### Written exercise:
Pick out and copy each line in the items below that contains the string "wispy". Case counts.

Stored data
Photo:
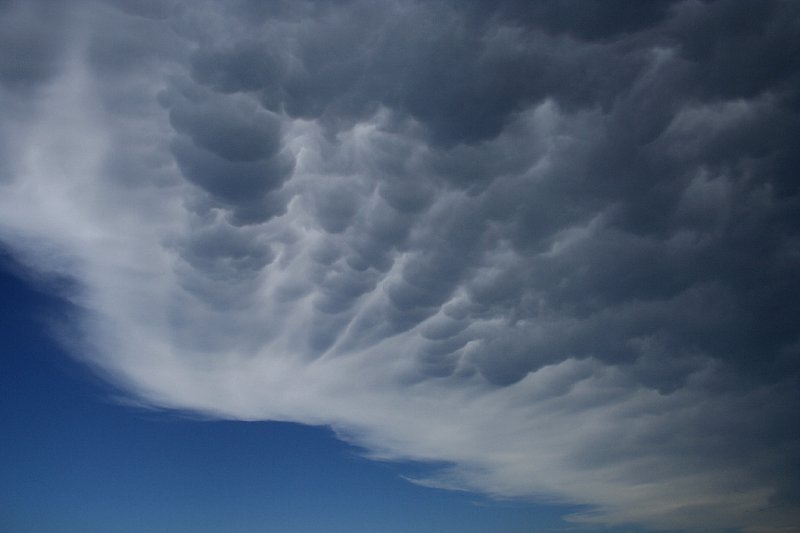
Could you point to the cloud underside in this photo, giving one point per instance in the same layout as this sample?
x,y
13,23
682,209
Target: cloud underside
x,y
553,246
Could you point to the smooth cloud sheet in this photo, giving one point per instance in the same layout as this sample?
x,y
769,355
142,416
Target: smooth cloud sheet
x,y
551,245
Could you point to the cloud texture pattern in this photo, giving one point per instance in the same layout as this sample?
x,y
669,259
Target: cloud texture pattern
x,y
552,246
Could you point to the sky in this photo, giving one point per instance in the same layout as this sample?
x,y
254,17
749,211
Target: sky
x,y
415,266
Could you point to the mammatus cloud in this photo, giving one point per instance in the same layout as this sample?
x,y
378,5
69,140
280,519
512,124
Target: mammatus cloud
x,y
554,246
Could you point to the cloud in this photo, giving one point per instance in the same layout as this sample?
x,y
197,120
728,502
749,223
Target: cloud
x,y
551,247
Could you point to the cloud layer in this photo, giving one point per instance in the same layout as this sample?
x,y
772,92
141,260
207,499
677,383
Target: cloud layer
x,y
553,246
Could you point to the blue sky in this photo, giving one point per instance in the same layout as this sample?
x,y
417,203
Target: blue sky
x,y
283,255
73,459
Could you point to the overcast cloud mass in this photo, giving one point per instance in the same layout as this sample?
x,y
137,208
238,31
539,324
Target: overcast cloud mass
x,y
552,246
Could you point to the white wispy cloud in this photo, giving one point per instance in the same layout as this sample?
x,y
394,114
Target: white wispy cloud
x,y
497,246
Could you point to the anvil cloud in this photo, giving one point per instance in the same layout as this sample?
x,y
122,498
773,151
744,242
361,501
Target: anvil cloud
x,y
553,245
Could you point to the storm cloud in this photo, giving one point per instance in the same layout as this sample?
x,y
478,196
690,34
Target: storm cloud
x,y
551,245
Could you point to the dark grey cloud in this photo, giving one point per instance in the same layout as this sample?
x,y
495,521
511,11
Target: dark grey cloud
x,y
572,226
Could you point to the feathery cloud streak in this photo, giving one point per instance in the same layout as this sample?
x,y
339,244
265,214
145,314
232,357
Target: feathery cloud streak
x,y
552,245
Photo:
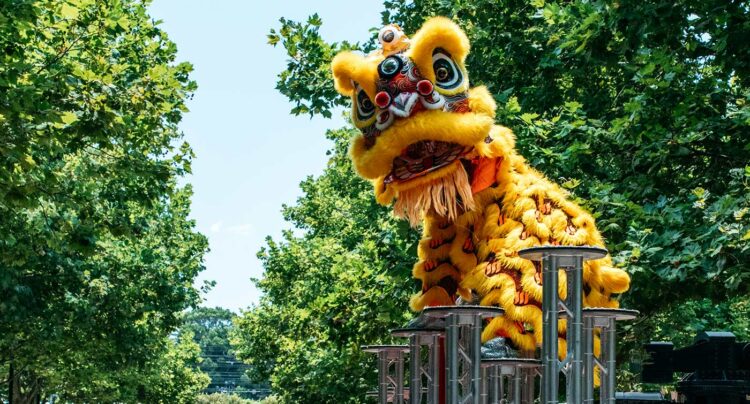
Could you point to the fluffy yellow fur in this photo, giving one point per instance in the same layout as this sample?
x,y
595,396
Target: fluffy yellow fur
x,y
465,129
475,250
439,32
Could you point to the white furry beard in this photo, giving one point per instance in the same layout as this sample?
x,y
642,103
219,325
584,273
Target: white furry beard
x,y
447,196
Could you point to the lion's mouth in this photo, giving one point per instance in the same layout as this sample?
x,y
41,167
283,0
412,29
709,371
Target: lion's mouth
x,y
423,157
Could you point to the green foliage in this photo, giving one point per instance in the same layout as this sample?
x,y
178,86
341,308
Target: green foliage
x,y
640,108
174,377
340,284
218,398
210,328
97,253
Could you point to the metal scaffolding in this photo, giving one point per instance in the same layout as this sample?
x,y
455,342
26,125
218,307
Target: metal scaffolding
x,y
463,343
390,371
470,379
424,370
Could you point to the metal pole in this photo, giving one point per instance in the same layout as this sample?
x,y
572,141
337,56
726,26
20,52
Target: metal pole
x,y
415,368
451,339
517,385
11,380
574,329
399,399
495,380
476,358
486,381
588,362
528,388
550,369
608,352
383,377
433,366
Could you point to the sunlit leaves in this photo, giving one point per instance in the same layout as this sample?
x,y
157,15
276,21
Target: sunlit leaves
x,y
97,253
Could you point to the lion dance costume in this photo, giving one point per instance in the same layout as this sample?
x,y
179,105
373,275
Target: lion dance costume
x,y
430,146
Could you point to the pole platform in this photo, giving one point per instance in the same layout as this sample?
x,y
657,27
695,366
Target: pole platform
x,y
571,260
424,370
463,342
521,371
390,383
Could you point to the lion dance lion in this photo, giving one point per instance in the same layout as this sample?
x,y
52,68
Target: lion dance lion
x,y
431,148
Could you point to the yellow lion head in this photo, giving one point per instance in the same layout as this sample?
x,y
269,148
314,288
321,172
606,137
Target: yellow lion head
x,y
420,121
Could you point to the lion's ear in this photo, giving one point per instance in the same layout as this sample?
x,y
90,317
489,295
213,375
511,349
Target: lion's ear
x,y
349,68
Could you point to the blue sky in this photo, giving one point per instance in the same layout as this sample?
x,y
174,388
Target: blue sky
x,y
251,154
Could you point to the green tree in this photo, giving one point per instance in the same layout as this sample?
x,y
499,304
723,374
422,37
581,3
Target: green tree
x,y
97,253
211,328
342,284
640,108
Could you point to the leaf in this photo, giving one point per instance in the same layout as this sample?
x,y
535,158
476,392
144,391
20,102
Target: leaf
x,y
68,12
68,117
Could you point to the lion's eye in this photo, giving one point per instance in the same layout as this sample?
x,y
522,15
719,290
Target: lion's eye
x,y
365,107
447,74
390,66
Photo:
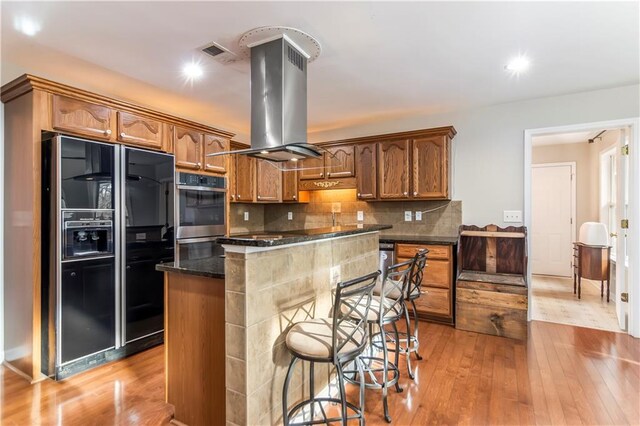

### The response:
Could you point to the white wispy cloud in this photo, giving one point per instance in the same layout as this sample?
Target: white wispy cloud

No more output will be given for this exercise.